» **Problem statement**: Using the records below, copy out exactly the line that contains "Place a dot on every instance of the door" and every line that follows it, up to and including the last, and no others.

Referring expression data:

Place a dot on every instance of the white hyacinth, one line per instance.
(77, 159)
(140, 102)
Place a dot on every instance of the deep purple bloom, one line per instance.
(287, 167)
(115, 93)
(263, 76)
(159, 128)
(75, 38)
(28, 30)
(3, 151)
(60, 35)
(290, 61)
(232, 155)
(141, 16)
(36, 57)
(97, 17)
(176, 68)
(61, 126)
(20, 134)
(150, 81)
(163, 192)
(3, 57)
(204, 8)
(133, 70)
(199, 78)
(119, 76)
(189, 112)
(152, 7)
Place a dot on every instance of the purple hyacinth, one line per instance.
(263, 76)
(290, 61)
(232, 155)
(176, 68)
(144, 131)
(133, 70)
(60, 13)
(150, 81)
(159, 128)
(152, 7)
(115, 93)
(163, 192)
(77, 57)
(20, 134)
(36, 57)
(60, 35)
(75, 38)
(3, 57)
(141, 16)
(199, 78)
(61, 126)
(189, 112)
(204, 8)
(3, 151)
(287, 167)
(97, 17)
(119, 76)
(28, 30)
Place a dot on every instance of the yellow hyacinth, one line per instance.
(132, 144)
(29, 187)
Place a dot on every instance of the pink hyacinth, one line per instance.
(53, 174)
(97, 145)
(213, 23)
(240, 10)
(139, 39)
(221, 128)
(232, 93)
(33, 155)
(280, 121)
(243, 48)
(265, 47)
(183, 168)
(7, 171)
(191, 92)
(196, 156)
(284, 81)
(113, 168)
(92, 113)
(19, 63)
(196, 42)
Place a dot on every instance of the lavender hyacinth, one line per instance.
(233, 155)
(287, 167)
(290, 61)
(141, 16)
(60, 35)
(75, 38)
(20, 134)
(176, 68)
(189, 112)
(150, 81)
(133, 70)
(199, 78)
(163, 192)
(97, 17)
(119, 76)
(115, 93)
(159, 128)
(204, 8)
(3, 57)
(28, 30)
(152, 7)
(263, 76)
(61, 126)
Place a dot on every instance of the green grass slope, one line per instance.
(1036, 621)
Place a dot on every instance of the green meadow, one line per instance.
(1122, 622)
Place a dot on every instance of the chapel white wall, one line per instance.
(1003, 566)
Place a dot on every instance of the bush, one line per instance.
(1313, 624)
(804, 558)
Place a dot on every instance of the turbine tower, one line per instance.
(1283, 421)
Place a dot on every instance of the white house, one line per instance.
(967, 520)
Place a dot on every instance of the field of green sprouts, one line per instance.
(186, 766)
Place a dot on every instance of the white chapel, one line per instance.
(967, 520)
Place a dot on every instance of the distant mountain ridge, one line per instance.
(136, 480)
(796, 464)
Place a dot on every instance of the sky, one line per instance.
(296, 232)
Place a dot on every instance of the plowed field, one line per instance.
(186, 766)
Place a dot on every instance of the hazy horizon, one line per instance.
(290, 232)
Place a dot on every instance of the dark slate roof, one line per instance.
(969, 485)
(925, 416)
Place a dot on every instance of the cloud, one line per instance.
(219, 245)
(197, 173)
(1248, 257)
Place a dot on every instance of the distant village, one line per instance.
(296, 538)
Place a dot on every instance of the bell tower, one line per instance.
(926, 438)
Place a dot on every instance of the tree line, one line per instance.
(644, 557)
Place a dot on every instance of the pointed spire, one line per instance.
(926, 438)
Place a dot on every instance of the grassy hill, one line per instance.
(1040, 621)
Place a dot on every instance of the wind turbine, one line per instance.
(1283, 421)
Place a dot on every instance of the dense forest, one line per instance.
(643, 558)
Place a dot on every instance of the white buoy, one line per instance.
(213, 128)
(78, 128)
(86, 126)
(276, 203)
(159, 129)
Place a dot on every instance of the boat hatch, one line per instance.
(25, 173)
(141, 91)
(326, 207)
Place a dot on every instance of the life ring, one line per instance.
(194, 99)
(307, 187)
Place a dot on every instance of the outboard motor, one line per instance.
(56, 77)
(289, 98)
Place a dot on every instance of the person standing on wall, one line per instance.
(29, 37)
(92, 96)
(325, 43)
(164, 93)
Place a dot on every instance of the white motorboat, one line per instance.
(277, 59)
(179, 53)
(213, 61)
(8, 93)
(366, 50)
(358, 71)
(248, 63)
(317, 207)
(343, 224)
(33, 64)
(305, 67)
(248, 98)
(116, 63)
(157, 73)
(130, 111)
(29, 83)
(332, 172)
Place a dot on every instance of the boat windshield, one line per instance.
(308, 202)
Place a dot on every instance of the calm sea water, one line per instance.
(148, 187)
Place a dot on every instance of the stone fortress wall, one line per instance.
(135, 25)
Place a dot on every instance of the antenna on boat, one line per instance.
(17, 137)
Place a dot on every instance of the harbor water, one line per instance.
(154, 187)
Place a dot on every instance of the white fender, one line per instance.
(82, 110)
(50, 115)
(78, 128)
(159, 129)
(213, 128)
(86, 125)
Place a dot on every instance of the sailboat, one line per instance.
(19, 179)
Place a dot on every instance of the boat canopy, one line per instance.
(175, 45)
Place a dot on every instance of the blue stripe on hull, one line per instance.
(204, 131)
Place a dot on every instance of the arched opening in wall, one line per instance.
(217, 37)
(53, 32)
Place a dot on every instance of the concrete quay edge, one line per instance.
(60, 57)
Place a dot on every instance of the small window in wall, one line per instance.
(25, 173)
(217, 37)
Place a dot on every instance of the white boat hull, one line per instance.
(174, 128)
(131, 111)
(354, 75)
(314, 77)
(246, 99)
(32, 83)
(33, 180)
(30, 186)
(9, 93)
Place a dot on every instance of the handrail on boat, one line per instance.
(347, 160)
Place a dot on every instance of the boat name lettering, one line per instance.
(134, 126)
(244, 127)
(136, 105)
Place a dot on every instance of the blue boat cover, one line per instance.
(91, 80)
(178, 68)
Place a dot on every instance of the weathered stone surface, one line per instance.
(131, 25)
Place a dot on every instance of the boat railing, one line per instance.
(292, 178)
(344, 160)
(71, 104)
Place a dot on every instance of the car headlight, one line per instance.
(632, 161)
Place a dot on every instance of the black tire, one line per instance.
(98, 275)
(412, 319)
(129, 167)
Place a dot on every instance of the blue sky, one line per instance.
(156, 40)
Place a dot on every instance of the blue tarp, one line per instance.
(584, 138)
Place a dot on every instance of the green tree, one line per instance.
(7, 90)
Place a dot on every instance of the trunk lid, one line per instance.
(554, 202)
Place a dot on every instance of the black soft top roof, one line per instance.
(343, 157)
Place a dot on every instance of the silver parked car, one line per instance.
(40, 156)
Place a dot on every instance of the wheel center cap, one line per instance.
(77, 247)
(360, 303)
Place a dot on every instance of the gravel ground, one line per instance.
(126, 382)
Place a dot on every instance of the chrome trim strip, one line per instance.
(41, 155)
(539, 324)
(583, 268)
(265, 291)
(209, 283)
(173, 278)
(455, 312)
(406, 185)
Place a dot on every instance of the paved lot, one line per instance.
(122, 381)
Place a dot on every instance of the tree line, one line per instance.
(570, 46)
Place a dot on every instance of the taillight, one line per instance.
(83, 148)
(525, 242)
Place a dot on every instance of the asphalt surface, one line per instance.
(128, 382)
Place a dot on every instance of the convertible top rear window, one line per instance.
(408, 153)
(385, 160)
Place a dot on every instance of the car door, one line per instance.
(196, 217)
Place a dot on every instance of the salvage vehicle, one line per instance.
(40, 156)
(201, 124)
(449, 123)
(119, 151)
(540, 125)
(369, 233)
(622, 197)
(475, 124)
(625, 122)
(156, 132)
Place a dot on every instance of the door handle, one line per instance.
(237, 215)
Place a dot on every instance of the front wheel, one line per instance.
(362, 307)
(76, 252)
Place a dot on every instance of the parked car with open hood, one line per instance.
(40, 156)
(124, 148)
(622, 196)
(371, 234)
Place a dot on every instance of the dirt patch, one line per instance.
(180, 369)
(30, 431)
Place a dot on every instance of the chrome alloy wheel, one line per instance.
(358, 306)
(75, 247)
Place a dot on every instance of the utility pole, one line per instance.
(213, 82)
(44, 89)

» **Task solution**:
Place a dot on every instance of the door handle, one line per instance.
(237, 215)
Place a dot on every instance of the front wheel, one line per instance.
(362, 307)
(76, 252)
Place a dot on every instance of the parked car with open hood, one line per instance.
(40, 156)
(124, 148)
(622, 196)
(371, 234)
Place a dot on every instance of the dirt patch, one line per instance.
(180, 369)
(30, 431)
Place a dot on every instance of the chrome alloy wheel, one line per instance.
(358, 306)
(75, 247)
Place a dot on every instance of the utility pole, one line per instance.
(213, 82)
(44, 89)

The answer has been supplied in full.